[start of Text extract]

All of the electric-car tour companies offer a variety of city itineraries but we had already walked much of the old-town, so we chose to venture further out and take a tour of the Kazimierz District (Jewish Historic District) and the WWII Krakow ghetto.
We were struck by the occasional facade that remained obviously unrestored or patched-up ever since WWII. You couldn't help but be reminded of the difficulties and challenges Poland has faced from the end of WWII through the present.
According to general historic record, in 1495, King Jan I Olbracht moved the Krakow Jewish community to the nearby royal city of Kazimierz, which gave rise to a bustling Jewish quarter and a major European center of the Diaspora for the next three centuries. With time it turned into virtually separate and self-governed 34-acre Jewish Town, considered a model for every East European shtetl, within the limits of the gentile city of Kazimierz.
As refugees from all over Europe came to find the safe haven in the Jewish quarter, its population reached 4,500 by 1630. The Jewish leaders petitioned to build walls enclosing their community which was granted and the “Oppidum” Jewish Town, became the main spiritual and cultural center of Polish Jewry, hosting many of Poland’s finest Jewish scholars, artists and craftsmen.
This golden age came to an end in 1782 under Austrian Emperor Joseph II. In 1791, Kazimierz lost its status as a separate city and became a district of Kraków and in 1822, the walls were torn down, removing any physical reminder of the old borders between Jewish and Christian Kazimierz.
Several historic civic and religious sites from this period still exist in Kazimierz.
His tomb is located in the adjacent Remuh Cemetery. The synagogue and the cemetery, were both devastated under the Nazi rule. They were restored in stages from 1956-1968. The synagogue is the venue for religious services for orthodox Jews in Krakow. The interior boasts its original Aron Hakodesh, a Renaissance stone cabinet for the Torah.
The Ghetto was surrounded by the newly built walls that kept it separated from the rest of the city. All windows and doors that opened onto the "Aryan" side were ordered to be bricked up. Only four guarded entrances allowed traffic to pass in or out.
Fifteen thousand Jews were crammed into an area previously inhabited by 3,000 people who used to live in a district consisting of 30 streets, 320 residential buildings, and 3,167 rooms.
You can still find surviving portions of the ghetto wall to this day.
In recognition of his heroic deeds in helping countless Jews in the Ghetto during the Holocaust, he was bestowed the title of the Righteous Among the Nations by Yad Vashem on February 10, 1983.
Jews were assembled on Zgody Square first and then escorted to the railway station in Prokocim. The first transport consisted of 7,000 people, the second, of additional 4,000 Jews deported to Belzec death camp in 1942. In 1943, the final 'liquidation' of the ghetto was carried out. Eight thousand Jews deemed able to work were transported to the Plaszow labor camp. Those deemed unfit for work (about 2,000 people) were killed in the streets of the ghetto. Any remaining people inside the ghetto were sent to Auschwitz.

[end of Text extract]
[start of Data lines]

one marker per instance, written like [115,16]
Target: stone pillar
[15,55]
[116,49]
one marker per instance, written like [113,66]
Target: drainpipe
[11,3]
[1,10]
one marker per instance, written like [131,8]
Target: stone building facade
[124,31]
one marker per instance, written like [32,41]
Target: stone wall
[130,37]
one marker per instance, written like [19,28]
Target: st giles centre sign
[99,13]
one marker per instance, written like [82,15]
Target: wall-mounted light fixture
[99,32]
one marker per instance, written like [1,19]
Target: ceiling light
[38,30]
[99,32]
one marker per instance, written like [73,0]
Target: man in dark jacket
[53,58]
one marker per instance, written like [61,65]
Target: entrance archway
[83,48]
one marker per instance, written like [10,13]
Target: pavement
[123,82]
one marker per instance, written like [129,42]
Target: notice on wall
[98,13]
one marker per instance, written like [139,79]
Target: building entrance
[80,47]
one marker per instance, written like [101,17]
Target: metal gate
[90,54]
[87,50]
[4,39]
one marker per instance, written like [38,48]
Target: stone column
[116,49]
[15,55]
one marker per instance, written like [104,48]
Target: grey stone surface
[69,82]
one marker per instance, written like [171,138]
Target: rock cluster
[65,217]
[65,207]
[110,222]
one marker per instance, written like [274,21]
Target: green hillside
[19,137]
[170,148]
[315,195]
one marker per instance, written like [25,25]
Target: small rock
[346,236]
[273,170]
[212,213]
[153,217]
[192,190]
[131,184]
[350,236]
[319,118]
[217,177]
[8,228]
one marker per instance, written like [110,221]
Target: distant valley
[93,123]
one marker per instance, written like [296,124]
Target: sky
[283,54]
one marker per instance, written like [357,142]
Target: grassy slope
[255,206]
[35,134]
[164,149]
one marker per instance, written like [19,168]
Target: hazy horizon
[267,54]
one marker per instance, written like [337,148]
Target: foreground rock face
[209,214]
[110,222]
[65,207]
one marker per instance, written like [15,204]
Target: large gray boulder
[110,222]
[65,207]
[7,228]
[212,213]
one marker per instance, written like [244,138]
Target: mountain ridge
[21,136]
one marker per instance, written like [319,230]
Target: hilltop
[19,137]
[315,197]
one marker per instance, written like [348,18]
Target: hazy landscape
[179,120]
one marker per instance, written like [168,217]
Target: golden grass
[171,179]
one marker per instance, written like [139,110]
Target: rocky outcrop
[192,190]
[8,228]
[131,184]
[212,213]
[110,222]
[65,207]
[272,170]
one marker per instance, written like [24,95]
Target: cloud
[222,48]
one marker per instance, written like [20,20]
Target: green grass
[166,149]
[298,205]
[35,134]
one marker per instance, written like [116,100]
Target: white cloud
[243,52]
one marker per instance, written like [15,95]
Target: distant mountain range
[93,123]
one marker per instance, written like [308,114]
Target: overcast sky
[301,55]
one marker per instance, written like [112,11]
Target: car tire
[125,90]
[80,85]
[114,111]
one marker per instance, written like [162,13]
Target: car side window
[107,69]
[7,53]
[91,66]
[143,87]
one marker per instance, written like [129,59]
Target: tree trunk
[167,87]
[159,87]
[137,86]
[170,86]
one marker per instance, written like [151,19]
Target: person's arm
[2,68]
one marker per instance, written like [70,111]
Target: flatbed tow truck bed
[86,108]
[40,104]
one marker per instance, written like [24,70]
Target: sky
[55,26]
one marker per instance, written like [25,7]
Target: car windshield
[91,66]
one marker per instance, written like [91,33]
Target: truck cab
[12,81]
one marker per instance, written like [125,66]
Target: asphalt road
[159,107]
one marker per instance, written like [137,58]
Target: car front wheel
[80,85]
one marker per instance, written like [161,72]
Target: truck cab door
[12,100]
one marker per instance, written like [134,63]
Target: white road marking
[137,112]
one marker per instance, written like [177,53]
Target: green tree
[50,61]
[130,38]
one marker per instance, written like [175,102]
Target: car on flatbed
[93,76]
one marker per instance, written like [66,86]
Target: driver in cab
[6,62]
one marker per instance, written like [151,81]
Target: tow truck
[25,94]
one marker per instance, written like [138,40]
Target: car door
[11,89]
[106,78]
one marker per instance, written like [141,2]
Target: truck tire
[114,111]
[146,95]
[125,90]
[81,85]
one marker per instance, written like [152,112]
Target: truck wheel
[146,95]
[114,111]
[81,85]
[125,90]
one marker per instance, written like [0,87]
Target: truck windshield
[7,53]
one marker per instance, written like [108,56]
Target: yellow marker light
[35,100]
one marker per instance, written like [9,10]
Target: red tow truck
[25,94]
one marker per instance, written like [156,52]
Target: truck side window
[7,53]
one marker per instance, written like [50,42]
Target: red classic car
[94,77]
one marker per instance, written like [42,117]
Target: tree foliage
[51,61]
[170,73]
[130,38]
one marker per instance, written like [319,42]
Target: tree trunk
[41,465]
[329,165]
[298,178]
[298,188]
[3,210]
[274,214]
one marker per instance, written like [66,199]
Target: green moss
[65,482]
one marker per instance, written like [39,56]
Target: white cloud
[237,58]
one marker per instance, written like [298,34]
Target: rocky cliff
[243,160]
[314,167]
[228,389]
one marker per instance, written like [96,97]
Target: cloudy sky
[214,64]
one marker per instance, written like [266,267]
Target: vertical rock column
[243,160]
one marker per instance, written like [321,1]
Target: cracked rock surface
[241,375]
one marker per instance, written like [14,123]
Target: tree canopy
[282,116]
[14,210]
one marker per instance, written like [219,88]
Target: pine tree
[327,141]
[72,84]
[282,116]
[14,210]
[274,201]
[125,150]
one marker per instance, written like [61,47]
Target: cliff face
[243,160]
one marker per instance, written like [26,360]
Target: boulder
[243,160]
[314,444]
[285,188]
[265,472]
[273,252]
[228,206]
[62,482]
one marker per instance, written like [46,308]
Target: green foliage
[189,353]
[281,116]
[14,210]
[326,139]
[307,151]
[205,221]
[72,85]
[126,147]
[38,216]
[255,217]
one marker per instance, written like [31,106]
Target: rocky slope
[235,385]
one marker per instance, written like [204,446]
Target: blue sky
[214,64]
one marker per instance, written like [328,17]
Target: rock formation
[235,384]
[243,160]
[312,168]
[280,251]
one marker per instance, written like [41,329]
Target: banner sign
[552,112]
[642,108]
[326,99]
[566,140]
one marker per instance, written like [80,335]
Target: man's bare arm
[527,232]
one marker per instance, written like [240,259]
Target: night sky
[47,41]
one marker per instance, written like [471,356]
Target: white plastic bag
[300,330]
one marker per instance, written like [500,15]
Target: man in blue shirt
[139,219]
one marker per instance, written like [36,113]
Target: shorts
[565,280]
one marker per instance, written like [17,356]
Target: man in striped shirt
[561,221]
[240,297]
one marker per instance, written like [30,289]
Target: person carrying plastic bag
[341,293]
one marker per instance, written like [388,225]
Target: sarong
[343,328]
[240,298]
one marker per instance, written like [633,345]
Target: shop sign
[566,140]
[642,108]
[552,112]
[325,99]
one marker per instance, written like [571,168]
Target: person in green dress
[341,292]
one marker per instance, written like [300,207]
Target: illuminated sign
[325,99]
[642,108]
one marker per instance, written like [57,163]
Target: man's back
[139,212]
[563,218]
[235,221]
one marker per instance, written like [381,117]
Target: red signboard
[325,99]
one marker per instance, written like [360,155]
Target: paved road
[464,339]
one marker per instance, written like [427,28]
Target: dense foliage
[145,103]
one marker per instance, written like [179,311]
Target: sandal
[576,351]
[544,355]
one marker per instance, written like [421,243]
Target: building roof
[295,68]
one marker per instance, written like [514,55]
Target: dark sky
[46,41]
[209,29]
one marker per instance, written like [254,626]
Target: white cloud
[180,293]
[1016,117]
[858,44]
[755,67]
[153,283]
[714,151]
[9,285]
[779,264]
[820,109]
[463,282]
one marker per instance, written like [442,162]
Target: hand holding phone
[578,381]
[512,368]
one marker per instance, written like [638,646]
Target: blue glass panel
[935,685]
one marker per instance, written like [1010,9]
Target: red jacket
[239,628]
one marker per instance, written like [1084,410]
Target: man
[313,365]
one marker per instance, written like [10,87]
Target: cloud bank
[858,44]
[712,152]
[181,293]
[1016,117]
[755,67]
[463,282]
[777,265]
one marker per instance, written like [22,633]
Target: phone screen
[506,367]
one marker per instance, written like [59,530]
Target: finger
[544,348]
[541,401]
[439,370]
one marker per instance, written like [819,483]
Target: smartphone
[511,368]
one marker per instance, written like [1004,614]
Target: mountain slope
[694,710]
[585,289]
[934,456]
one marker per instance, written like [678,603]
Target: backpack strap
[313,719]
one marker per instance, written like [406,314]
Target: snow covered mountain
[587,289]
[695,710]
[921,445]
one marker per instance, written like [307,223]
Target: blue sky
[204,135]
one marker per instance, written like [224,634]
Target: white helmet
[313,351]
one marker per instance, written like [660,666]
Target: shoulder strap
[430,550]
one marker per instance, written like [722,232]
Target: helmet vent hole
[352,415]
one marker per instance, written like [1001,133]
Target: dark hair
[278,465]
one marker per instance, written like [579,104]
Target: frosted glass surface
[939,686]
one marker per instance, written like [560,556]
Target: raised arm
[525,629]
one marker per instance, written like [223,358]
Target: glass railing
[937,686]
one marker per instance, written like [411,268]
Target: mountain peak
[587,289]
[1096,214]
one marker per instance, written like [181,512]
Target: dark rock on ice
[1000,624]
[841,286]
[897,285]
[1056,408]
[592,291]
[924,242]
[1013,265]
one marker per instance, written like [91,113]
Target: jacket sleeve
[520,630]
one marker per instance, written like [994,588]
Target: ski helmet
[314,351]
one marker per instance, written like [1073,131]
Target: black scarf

[end of Data lines]

* _Written task_: In the Kazimierz tour text, in what year were the walls between Jewish and Christian Kazimierz torn down? The listing is separate material and is not part of the Kazimierz tour text.

* _Solution for this exercise_: 1822